_WHAT IS EXPECTED:_ What lines in this listing contain the string "Find"? Report each one by copying it.

━━━━━ SUPPLIED INFORMATION

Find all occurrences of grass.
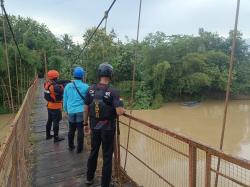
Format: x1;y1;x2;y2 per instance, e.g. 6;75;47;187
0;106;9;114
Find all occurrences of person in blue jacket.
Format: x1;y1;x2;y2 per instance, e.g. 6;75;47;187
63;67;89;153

━━━━━━━━━━
━━━━━ SUPPLIED INFORMATION

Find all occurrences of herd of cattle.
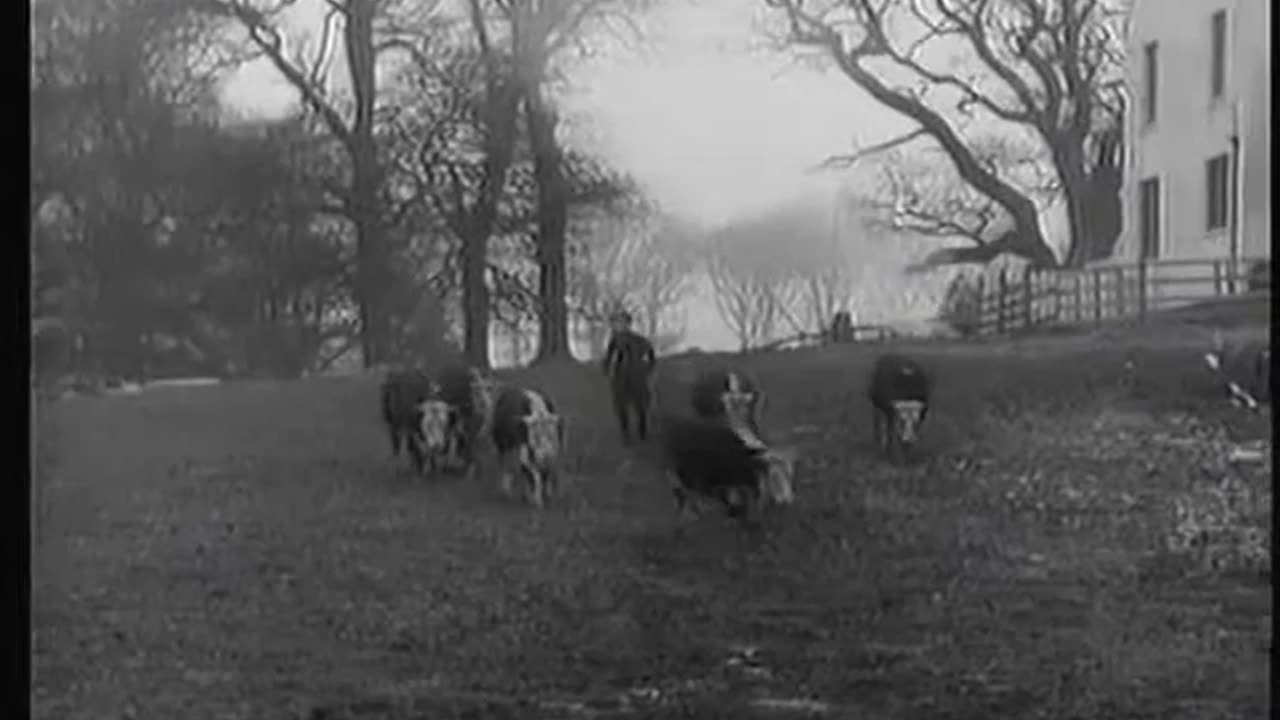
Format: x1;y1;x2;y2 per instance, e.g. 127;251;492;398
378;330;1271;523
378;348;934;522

━━━━━━━━━━
━━━━━ SUPPLIED INFORMATION

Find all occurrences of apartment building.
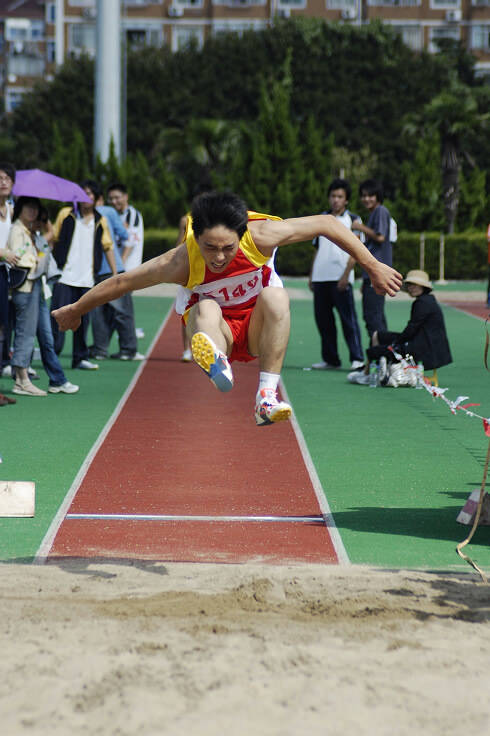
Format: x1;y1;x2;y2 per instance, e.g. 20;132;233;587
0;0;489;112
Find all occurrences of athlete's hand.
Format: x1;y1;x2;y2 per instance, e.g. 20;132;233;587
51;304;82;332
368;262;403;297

━━━━━━━━━━

_COMPLETED TASK:_
Find all occurrences of grass.
Find all occurrences of person in blue jacket.
Find all occurrences of herd of cattle.
Find all occurrences of apartment building.
Find all occurrences of athlete's hand.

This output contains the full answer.